Supplied passage —
# # # #

## Data Wrangling - Open Street Map
### Introdcution

For my Open Street Map project I selected a section of map that I am familiar with.  This is a subset of Salt Lake City, Utah.  I selected the area contained within the sourthern loop of Interstate 215.  

Roughly this area: https://www.openstreetmap.org/#map=12/40.6856/-111.8770 

The overall process for this project was to download the xml file from Open Street Map, saved as 215S.xml.  The file was then renamed to 215S.osm for use in this project.

In this area, and Salt Lake City in general, a common street naming convention is to use the ordinal direction from the center of the city.  Many streets do not have a name, they are called "2700 South", "1300 East", etc.  I expect to find many of these streets to use abberviations like "2700 S".  

I will build a dictionary of street names and then a translation to correct any abbreviations to the full version of the street name.  I expect to find the standard types of street names also, Ave -> Avenue, Ln -> Lane, etc.  Once all the street names are corrected, the data will be exported into csv files to be imported into a MySQL database hosted locally on my PC.  The data will be analyzed using SQL queries.

### Step 1
Parse file and count tags.  The osm file is imported, and parsed through to list the tags and count the elements per tag.

In [1]:
# Define the file to be used for analysis
osmfile = "215s.osm"

# Import python file with tag and key count functions
import parse_count
    
# Call function to count tags
parse_count.count_tags(osmfile)

{'note': 1,
 'meta': 1,
 'bounds': 1,
 'node': 330194,
 'tag': 216705,
 'nd': 386282,
 'way': 47187,
 'member': 13906,
 'relation': 518,
 'osm': 1}

### Step 2
Check k tags.  The k tags are checked for colons and problem characters.  Problem characters will make the data harder to analyze and may need to be cleaned.

In [2]:
# Call function to count keys
parse_count.key_count(osmfile)

# # # #

Objectives —
[a] Retype the Open Street Map write-up from "## Data Wrangling" up to and including "in this project.".
[b] According to the Open Street Map write-up, why are the k tags checked in Step 2?

Supplied information —
# # # #

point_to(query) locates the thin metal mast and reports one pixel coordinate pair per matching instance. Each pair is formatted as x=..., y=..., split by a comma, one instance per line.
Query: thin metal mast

# # # #

Answers provided —
[a]
## Data Wrangling - Open Street Map
### Introdcution

For my Open Street Map project I selected a section of map that I am familiar with.  This is a subset of Salt Lake City, Utah.  I selected the area contained within the sourthern loop of Interstate 215.  

Roughly this area: https://www.openstreetmap.org/#map=12/40.6856/-111.8770 

The overall process for this project was to download the xml file from Open Street Map, saved as 215S.xml.  The file was then renamed to 215S.osm for use in this project.

[b] They are checked for colons and problem characters because problem characters make the data harder to analyze and may need to be cleaned.